## EXCERPT

JEFFERSON CITY, Mo. -- Todd Foltz once had a job with health insurance. He lost that as his multiple sclerosis worsened.
With medicine costs of about $5,000 a month, Foltz told lawmakers Tuesday he desperately needs health insurance. Yet he said he earns too much to qualify for Missouri's Medicaid program and too little to get subsidized insurance through a new federally run marketplace.
"I fall squarely in the Medicaid gap," said Foltz, 44, of Kansas City. "For me, it's becoming not just a gap, but a crevasse, and it's becoming not just frightening, but terrifying."
Foltz was among about two dozen low-income residents, pastors, business leaders and health-care advocates who testified Tuesday in support of legislation that would expand Medicaid eligibility to about 300,000 people living in or near poverty. States that do can receive billions of additional federal dollars under President Barack Obama's health-care law.
Business officials said the influx of federal money into the health-care industry could help the economy. Religious leaders described Medicaid expansion as a moral imperative.
Yet Missouri's Republican-led Legislature has rejected Medicaid expansion proposals over the past two years and shows little inclination of embracing one now. Five Republican senators reiterated Monday evening they would do everything within their power to prevent a Medicaid expansion. House Speaker Tim Jones also said it appears unlikely.
"Expansion is simply something that the Legislature does not have much of an appetite for this year," said Jones, R-Eureka.
Many Republicans cite concerns about the potential long-term costs to the state budget of expanded Medicaid rolls.
Missouri's Medicaid program covers about 830,000 people at an annual cost of nearly $9 billion, most of which comes from the federal government.
In 2005, Missouri pared back its adult Medicaid eligibility levels to the lowest income thresholds allowed under federal law -- about $4,500 for a family of four. The House legislation attempts to draw down about $2 billion annually in federal dollars by raising that Medicaid eligibility threshold to 138 percent of the federal poverty level, or nearly $33,000 for that same family of four.
The House legislation would use Medicaid dollars to buy health insurance policies through a federally run online marketplace for some of those newly enrolled adults.
Like Foltz, others who testified Tuesday before the House Government Accountability and Oversight Committee said they don't qualify for Missouri's current Medicaid program even though their incomes fall below the poverty level.

## REQUIREMENT
Please copy the Medicaid article from "In 2005, Missouri" to "the poverty level.", inclusive. The data has nothing to do with the Medicaid article.

## Dataset entries
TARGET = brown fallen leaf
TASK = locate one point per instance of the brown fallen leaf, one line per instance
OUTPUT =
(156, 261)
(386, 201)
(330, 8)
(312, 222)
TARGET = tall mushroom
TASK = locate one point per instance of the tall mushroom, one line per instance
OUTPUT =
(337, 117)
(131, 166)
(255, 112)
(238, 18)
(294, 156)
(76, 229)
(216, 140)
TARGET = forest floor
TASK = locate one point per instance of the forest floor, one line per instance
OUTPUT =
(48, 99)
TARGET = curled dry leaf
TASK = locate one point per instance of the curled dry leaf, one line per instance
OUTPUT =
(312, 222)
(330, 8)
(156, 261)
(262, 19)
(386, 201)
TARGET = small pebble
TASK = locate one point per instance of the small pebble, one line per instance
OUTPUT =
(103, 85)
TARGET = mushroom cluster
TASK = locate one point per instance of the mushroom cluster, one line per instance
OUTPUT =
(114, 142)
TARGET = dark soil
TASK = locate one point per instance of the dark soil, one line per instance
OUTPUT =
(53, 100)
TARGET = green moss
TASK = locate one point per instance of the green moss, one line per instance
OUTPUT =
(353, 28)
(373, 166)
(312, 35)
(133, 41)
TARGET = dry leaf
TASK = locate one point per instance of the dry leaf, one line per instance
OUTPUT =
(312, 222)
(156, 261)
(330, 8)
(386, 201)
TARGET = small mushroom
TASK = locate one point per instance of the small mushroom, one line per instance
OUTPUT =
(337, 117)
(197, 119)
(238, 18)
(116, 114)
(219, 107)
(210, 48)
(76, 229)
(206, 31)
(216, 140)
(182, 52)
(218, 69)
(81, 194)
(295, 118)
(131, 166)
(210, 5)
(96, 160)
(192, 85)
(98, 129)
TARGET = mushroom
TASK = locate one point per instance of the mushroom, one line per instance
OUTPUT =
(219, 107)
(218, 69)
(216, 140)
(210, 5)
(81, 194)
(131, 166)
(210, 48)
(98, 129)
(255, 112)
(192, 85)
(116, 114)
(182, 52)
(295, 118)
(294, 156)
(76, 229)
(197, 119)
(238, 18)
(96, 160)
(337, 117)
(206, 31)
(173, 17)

## TASK OUTPUT
In 2005, Missouri pared back its adult Medicaid eligibility levels to the lowest income thresholds allowed under federal law -- about $4,500 for a family of four. The House legislation attempts to draw down about $2 billion annually in federal dollars by raising that Medicaid eligibility threshold to 138 percent of the federal poverty level, or nearly $33,000 for that same family of four.
The House legislation would use Medicaid dollars to buy health insurance policies through a federally run online marketplace for some of those newly enrolled adults.
Like Foltz, others who testified Tuesday before the House Government Accountability and Oversight Committee said they don't qualify for Missouri's current Medicaid program even though their incomes fall below the poverty level.